* **Excerpted text**
◇ ◇ ◇ ◇
Windy Gay's profile

ENYA COMPETITION :: Harlem's Table

HARLEM'S TABLE
Team Design: WIndy Gay + Patrick Sinnott
This project seeks to release the ritual of food from its current condition of mass-processing, monoculture
and extensive packaging and shipping. By focusing on the ritual of food the project contradicts the site’s past as an iconic place of waste and consumption. The ritual of food goes beyond providing fresh produce to local residence. It re-engages the neighborhood with seven iterations of the basic, yet profound relationship to physical and cultural sustenance. This includes preparation (soil and seeds), cultivation, harvest, the craft of preserving and preparing a meal and, most importantly, the time of sharing - set around a community table. The central feature of this design is the Harlem Table. All other ritual activities occurring on the site return to the table. Set within a grand hall, the table is the site’s pulse. On any given day you may find the culinary school teaching children how to can green beans, at the other end of the room you may find volunteers starting seeds for the spring planting season or cleaning tools, and you may also find local residents sharing a meal prepared from one of the recipes found in the recipe library. Other components of the ritual manifest in the form of agricultural piers, a recipe bank with walls of community-told food narratives, a green house conservatory, and a restored salt marsh wetland. Each are connected through a series of pedestrian catwalks, projecting urbanites into the reeds, water and sky. All parts of the ritual occur locally on site, while also reaching back into the community in the form of recycled wooden crates retrofitted for easy distribution. These crates might contain soil, plants, or even tools from the tool leaning library or canning supplies from the presevation stock. The DIY quality of the space remains urban and grassroots. The space is meant to engender innovation and community agency
Outreach to existing community networks comes in multiple forms.  Including, providing programs as well as through distribution.  Crates are attached to mobile carts and can be attached to bikes, delivered by van or picked up by foot or car. distribution is centralized at the intersection of  West 135th street and the shore, as well as utilizing the recently decomissioned 12th street east of the site.
◇ ◇ ◇ ◇
* **Data shown**
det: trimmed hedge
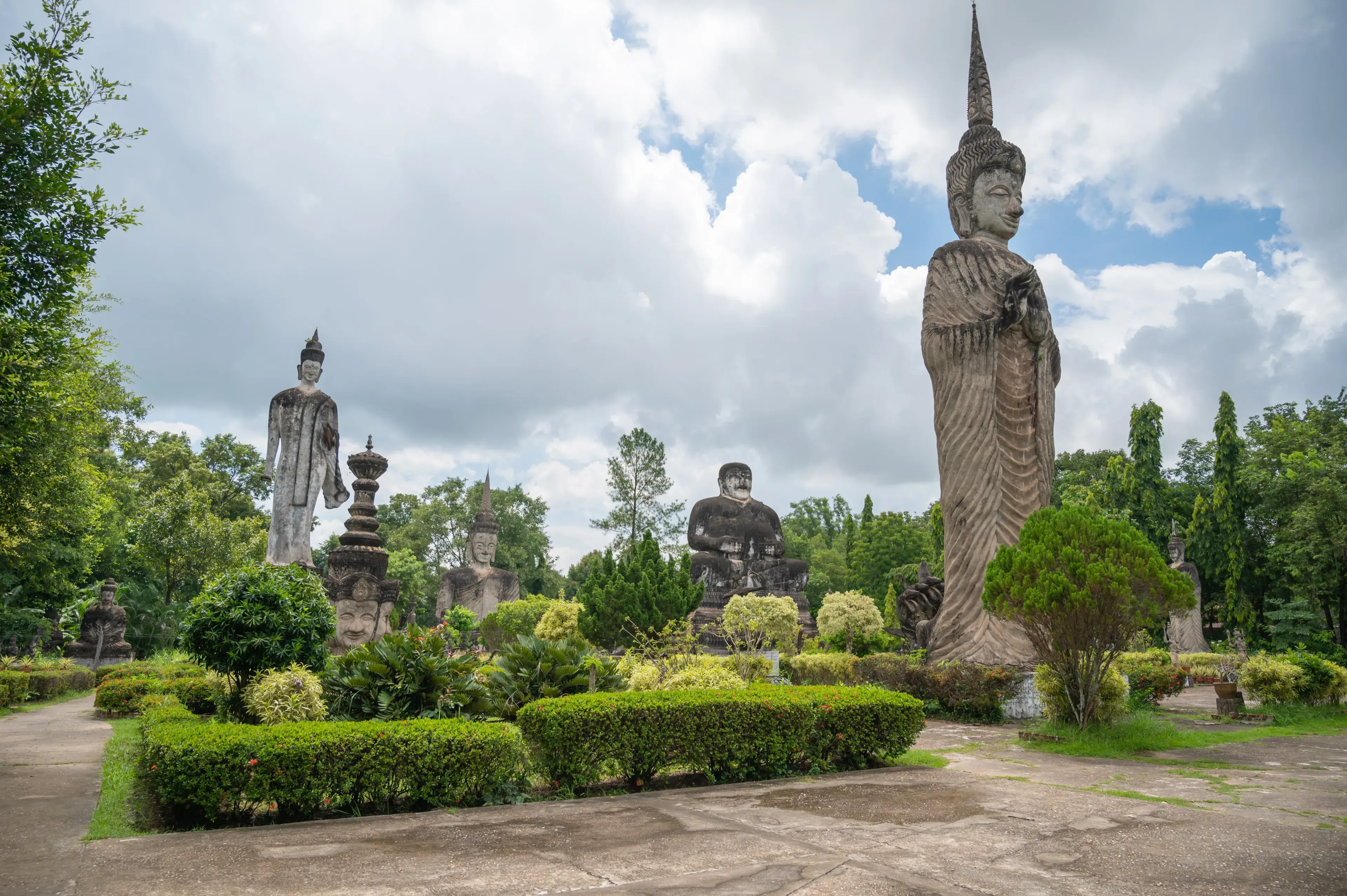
◇ ◇ ◇ ◇
* **Task objective**
Pick up the Harlem's Table design description where it stops and extend it, not the data that follows it.

* **Result**
NORTH VIEW OF SITE // views from Riverside Park reveal the palette structure, green roof/ organization space, and the building form, generated through the action of cutting, slidding, and removing 
​DISTRIBUTION PIER // crates in modules sizes of 2.0’ x 2.0’ are used to distribute ritual into and from the community in the form of tool lending, books, garden boxes, soil and compost, and canning supplies.
200’ LONG FLEXIBLE USE TABLE runs the length of a glass room inserted through the center of the existing framework of the building.  serves as the pulse and focus of the ritual of food. 
WETLAND PEDESTRIAN CATWALKS // 5.0’ mesh catwalks jutt into salt marsh wetland, creating low impact access to native wetland ecology.  mesh allows for air, water, and light to penetrate.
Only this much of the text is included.